* [To do]:
Please return each line from the entries below that contains the word "moss".

* [Collection entries]:

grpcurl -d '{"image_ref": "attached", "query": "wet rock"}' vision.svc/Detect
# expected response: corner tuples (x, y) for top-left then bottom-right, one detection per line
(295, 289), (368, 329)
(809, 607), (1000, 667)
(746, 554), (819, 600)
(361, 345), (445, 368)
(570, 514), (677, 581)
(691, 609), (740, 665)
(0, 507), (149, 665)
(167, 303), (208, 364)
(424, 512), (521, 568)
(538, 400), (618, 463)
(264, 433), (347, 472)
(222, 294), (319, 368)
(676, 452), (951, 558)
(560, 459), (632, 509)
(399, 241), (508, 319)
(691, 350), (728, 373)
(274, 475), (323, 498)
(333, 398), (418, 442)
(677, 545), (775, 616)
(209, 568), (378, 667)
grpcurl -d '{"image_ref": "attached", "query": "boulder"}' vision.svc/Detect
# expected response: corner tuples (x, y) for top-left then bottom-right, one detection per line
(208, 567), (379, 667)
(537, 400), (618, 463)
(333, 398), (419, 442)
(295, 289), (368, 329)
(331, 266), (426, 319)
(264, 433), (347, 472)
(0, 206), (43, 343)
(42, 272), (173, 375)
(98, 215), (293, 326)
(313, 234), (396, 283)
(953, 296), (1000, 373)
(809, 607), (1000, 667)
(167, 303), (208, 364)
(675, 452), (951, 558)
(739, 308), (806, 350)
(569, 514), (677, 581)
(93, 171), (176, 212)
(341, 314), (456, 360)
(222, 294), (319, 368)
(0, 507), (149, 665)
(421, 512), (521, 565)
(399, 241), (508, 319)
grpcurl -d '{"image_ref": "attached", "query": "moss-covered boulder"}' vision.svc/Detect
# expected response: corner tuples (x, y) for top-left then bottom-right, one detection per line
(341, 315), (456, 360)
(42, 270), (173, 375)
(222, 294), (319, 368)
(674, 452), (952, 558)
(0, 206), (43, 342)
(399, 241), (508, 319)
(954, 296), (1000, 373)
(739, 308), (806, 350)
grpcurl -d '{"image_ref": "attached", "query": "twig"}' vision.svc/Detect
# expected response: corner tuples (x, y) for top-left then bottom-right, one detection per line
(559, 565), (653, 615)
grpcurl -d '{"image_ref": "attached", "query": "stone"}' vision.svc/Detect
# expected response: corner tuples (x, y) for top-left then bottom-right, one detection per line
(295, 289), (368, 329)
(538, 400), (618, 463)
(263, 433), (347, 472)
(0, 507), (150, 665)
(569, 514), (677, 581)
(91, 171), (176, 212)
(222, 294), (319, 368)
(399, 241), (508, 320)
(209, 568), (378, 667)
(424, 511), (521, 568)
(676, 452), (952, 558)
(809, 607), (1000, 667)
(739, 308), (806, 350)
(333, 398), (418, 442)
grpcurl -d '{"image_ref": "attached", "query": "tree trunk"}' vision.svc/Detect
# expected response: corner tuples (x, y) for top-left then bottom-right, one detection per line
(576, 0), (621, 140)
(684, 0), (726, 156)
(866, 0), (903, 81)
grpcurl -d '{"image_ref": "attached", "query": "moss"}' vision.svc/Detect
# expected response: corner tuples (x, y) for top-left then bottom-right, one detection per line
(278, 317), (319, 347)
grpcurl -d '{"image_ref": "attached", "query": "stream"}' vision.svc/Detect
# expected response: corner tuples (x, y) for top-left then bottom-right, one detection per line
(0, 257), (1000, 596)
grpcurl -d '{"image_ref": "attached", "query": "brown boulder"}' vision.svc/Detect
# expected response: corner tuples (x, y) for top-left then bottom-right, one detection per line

* [Response for this exercise]:
grpcurl -d '{"image_ref": "attached", "query": "moss-covered boulder"}' vision.svc/Detect
grpcurl -d '{"image_ref": "attached", "query": "moss"}' vision.svc/Detect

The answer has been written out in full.